▸ **Written exercise**:
Reproduce each line exactly. Skip none.

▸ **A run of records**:

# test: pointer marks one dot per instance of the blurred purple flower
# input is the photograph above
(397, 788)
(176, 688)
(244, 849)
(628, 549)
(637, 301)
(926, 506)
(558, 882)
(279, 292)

▸ **Task answer**:
# test: pointer marks one dot per instance of the blurred purple flower
# input is the photograph above
(397, 788)
(176, 688)
(244, 849)
(628, 549)
(637, 301)
(926, 506)
(558, 882)
(279, 292)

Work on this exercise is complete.